STATED GOAL A → List every line of the records that contains the word "labrador". Case counts.

PASSAGE PROVIDED →
= Shen Wuhua =

Wife of emperor Chen Shubao

Shen Wuhua (沈婺華) dharma name Guanyin (觀音; c. 554 – c. 630), was an empress consort of the Chen dynasty of China. Her husband was Chen Shubao, the last emperor of the dynasty.

Shen Wuhua's father, Shen Junli (沈君理), was a junior official during the reign of Chen dynasty's founder Emperor Wu; the emperor, impressed by his abilities, created for Shen Junli the title Marquess of Wangcai (望蔡侯) and gave Shen Junli his eldest daughter the Princess Mu of Kuaiji (会稽穆公主, "Mu; 穆" being her posthumous name) as his wife. Shen Wuhua was born of the Princess Kuaiji around the year 554 CE. Shen Junli subsequently served under Emperor Wu's nephews, Emperor Wen and Emperor Xuan. When Princess Kuaiji died, Shen Wuhua mourned her greatly and was praised for her filial piety.

In 569, Shen Wuhua married Chen Shubao, who was then the crown prince under his father, Emperor Xuan. Her age at the time of their marriage is not known; he was 16. They did not have any sons together, but when Chen Shubao's concubine, Sun, died in childbirth in 573, Shen Wuhua raised the boy, Chen Yin, as her own. Her father, Shen Junli, died later that year, and she again mourned greatly. He was given the posthumous name Zhenxian (貞憲).

In 582, Emperor Xuan died. Chen Shubao survived a failed coup attempt, albeit with substantial injuries, by his brother Chen Shuling (陳叔陵), Prince of Shixing, and his cousin Chen Bogu (陳伯固) the Prince of Xin'an. After taking the throne, Chen Shubao enthroned Shen Wuhua as empress, and Chen Yin as crown prince. However, as he did not favor her, she was not allowed to attend to him during his injuries--only Zhang Lihua, his favorite concubine, was allowed to.

STATED GOAL B → Decide whether each statement agrees with the passage on Shen Wuhua, answering yes or no and quoting the deciding words of the passage: (i) Shen Wuhua's mother was the eldest daughter of Emperor Wu. (ii) Shen Wuhua and Chen Shubao had sons together. (iii) Shen Wuhua married Chen Shubao in 582.

EXERCISE DATA →
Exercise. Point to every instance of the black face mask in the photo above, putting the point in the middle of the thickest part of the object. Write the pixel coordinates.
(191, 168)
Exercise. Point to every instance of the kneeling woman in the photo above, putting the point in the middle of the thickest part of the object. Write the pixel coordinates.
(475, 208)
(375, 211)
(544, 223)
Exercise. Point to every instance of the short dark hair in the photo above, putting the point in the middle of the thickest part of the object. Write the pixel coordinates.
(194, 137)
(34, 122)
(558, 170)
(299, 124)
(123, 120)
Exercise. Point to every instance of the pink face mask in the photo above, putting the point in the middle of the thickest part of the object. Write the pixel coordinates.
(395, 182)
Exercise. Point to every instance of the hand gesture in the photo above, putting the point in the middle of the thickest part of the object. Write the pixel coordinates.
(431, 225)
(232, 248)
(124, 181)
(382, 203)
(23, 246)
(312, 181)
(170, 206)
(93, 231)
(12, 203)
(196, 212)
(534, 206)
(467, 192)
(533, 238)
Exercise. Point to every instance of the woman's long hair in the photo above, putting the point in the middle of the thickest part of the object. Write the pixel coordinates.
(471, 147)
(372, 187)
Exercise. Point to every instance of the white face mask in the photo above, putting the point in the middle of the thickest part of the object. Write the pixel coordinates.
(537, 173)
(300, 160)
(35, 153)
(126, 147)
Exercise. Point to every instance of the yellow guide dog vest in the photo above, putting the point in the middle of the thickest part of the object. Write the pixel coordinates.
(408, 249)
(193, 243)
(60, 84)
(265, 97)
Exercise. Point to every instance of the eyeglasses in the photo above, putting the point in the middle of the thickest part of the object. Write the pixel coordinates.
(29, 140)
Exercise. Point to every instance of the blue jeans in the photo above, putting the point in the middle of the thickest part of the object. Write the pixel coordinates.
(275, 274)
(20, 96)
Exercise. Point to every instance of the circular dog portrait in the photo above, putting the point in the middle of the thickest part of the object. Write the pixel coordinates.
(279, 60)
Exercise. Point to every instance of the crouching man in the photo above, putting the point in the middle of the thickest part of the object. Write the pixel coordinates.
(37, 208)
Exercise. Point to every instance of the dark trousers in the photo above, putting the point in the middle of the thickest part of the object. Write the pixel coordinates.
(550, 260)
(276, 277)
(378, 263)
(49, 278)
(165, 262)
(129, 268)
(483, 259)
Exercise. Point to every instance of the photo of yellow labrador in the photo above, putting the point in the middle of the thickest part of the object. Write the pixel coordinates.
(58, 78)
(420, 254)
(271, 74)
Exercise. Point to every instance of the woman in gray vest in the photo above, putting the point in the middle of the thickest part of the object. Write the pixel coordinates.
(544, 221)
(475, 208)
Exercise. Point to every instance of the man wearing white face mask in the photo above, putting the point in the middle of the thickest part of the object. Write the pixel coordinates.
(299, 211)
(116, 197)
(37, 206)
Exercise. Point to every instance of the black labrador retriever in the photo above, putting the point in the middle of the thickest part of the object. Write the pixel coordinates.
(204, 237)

TASK OUTPUT A →
Exercise. Point to every instance of the photo of yellow labrador in the photo above, putting the point in the middle of the thickest part of the object. Write the pixel coordinates.
Exercise. Point to every instance of the black labrador retriever in the photo above, putting the point in the middle of the thickest part of the object. Write the pixel coordinates.

TASK OUTPUT B →
(i) Yes: "gave Shen Junli his eldest daughter the Princess Mu of Kuaiji"
(ii) No: "They did not have any sons together"
(iii) No: "In 569, Shen Wuhua married Chen Shubao"